▶ Challenge
Rename "armchair" to "recliner" in the items that start with the line containing "Instruction for this labeling pass: find the brown" and run through the line containing "[129, 56, 211, 401]". Give those lines again with nothing else changed.

▶ Supplied data
-- Start --

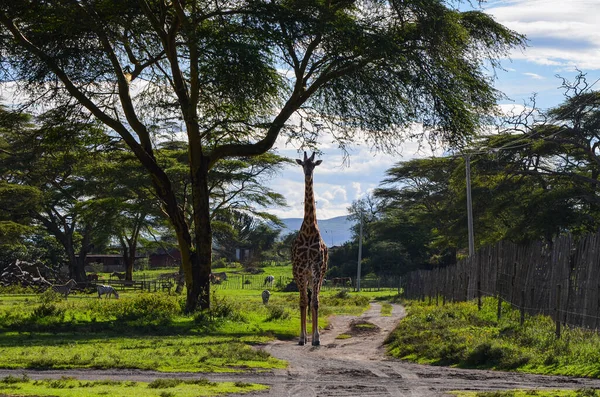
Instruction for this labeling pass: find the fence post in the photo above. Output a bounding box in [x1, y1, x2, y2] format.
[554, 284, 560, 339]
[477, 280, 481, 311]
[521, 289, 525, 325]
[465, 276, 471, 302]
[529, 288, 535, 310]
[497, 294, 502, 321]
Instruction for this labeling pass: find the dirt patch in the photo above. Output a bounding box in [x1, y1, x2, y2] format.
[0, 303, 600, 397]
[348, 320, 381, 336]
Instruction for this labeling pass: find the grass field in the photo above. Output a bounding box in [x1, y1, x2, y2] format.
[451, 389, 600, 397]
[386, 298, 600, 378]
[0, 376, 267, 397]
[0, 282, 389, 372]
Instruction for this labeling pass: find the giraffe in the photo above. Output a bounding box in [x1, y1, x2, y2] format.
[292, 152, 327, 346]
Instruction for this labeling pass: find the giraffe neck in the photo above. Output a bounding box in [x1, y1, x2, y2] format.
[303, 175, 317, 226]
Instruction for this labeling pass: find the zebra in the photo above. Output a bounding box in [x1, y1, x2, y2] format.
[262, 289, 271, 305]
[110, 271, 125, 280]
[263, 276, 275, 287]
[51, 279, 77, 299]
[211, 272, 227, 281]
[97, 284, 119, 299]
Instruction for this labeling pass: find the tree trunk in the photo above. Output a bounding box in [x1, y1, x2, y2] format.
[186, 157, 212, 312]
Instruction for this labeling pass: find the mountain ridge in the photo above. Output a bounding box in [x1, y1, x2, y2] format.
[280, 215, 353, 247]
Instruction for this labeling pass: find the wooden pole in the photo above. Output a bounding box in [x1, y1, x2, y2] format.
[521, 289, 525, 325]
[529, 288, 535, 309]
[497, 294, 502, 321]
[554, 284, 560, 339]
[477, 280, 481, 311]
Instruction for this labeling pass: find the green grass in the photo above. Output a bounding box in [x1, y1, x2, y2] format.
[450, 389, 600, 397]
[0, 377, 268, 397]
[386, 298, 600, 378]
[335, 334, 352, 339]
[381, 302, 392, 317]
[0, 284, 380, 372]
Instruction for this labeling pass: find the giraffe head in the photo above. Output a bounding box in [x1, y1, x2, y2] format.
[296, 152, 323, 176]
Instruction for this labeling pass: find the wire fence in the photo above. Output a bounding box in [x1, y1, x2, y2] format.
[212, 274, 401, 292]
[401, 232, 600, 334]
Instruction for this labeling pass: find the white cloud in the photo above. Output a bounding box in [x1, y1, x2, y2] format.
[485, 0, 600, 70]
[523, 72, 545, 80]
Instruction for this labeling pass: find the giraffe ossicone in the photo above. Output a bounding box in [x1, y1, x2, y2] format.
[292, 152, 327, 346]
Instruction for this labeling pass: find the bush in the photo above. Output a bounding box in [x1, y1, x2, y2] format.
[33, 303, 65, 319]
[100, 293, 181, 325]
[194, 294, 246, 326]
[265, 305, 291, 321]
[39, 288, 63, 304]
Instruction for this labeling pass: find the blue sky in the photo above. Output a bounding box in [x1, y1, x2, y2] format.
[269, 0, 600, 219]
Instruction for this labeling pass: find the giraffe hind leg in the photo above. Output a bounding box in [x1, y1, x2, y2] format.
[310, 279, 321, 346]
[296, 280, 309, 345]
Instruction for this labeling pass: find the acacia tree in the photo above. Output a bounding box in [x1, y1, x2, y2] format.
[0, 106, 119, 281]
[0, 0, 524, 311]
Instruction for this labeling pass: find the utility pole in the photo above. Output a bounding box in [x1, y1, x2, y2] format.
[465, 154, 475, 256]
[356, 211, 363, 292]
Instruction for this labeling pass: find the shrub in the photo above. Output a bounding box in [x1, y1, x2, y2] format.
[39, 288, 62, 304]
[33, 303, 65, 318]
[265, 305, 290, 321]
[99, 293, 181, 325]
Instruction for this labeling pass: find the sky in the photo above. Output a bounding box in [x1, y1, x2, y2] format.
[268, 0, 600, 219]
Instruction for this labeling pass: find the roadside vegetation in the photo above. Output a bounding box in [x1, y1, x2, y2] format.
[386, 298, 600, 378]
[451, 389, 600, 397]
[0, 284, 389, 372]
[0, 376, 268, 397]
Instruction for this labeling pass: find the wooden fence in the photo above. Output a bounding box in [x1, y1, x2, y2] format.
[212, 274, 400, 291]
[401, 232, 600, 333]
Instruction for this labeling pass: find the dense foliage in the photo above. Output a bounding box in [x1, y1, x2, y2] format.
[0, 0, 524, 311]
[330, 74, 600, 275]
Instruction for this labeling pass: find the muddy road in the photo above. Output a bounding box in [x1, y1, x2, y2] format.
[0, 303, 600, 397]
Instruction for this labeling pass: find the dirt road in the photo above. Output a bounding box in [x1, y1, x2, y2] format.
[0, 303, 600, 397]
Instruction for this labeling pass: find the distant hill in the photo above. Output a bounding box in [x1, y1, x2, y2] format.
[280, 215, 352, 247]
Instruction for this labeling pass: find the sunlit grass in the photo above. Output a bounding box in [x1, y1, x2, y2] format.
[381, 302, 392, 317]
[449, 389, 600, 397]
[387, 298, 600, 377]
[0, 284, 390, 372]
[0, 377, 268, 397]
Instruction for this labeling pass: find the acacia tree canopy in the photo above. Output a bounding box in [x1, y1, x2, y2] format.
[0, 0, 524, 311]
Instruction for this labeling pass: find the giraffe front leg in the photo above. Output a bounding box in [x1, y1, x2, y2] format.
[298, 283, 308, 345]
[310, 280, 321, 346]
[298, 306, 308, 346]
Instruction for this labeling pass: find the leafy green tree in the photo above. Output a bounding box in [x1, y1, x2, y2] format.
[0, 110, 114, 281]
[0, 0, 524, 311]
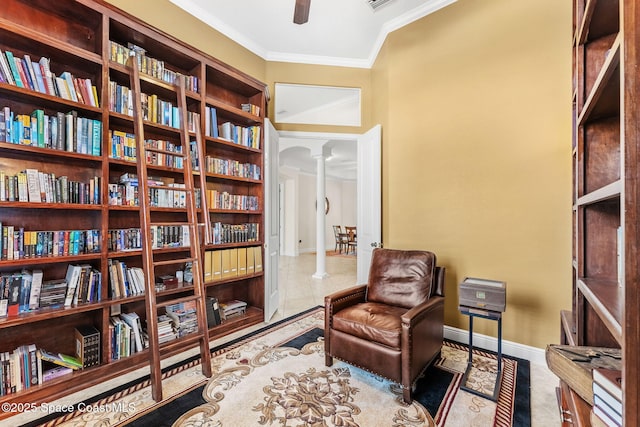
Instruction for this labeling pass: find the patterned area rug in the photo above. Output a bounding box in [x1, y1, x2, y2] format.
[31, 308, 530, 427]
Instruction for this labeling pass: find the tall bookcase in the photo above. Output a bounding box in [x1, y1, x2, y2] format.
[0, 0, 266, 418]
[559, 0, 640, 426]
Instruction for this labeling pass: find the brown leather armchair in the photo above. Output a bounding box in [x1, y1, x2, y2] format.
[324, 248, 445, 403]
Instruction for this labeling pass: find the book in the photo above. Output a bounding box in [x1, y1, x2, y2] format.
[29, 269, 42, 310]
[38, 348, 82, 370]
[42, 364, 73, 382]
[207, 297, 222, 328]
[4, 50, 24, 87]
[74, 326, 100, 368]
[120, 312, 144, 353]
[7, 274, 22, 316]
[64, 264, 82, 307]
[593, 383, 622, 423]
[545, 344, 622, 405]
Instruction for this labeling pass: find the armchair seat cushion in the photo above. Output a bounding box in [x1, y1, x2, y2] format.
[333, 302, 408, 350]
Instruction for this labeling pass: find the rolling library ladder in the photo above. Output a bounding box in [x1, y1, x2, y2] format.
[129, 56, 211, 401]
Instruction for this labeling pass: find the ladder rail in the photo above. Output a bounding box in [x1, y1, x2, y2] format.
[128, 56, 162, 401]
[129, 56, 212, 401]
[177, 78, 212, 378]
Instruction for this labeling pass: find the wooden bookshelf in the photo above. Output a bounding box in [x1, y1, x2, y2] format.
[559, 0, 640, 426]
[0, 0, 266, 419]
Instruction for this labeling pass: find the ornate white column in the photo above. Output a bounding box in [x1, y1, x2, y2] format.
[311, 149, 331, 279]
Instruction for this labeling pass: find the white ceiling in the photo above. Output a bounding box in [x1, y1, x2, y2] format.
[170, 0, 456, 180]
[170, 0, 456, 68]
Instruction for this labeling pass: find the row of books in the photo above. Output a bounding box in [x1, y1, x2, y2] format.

-- End --
-- Start --

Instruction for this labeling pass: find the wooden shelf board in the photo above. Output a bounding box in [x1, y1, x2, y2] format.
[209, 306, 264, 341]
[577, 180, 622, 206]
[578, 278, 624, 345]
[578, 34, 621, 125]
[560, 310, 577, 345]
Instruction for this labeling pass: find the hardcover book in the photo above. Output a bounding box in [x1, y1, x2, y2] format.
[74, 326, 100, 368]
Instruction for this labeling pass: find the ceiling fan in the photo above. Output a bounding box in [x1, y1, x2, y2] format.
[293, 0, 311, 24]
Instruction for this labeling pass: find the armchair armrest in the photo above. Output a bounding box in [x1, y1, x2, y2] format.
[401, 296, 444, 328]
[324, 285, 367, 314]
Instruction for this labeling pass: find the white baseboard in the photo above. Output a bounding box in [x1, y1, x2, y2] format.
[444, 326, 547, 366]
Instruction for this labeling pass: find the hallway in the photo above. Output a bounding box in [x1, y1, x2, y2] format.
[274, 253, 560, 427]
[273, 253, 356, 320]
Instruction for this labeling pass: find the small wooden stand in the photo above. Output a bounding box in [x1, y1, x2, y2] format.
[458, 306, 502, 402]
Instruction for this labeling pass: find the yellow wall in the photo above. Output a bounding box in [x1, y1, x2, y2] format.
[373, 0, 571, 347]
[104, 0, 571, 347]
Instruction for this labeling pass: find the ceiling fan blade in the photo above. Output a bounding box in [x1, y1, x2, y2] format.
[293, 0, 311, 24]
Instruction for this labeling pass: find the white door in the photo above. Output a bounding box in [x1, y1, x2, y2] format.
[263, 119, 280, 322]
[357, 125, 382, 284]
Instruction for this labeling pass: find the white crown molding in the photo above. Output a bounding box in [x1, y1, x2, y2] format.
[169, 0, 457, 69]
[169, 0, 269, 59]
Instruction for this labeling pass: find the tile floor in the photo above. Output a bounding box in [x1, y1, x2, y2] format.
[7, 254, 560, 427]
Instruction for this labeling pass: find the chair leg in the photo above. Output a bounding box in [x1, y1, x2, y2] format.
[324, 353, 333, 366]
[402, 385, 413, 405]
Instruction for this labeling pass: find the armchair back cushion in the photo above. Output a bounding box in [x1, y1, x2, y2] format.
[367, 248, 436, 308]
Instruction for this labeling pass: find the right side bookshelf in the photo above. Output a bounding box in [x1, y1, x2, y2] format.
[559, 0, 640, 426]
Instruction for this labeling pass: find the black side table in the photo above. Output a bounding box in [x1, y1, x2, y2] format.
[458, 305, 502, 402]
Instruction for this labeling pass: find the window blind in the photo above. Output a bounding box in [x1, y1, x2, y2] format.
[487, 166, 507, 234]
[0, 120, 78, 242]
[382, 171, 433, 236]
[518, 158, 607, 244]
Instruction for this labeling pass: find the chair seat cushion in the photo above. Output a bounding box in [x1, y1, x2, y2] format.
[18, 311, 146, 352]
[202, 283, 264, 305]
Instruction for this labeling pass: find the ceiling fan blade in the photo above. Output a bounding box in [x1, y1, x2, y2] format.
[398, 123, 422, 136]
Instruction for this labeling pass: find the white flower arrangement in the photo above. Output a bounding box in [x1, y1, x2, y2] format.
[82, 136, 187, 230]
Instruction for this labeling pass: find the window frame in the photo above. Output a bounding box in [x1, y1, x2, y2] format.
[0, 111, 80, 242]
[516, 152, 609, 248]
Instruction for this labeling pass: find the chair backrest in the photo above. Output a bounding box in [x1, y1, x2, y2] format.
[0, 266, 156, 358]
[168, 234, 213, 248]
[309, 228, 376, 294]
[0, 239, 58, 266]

-- End --

▶ Result for this task
Instruction for this labeling pass: find the brown leather recliner in the photo above. Output a bounding box in [x1, y1, x2, y2] format.
[324, 248, 445, 403]
Instruction for this labeling pass: find the book in the photo above. Output a bounding box in [x1, y1, x2, y2] format.
[29, 269, 42, 310]
[38, 348, 82, 370]
[42, 364, 73, 382]
[207, 297, 222, 328]
[4, 50, 24, 87]
[74, 326, 100, 368]
[120, 312, 144, 353]
[7, 274, 22, 316]
[64, 264, 82, 307]
[593, 383, 622, 423]
[545, 344, 622, 405]
Instruction for this labeling pass: find the recliner seat cushion in the photo above. Output a bounding box in [x1, y1, x2, y2] format.
[333, 302, 408, 350]
Instruction for this labeling pass: find the rolling library ladder in the photo above. Output a bounding box in [x1, y1, x2, y2] format.
[129, 56, 211, 401]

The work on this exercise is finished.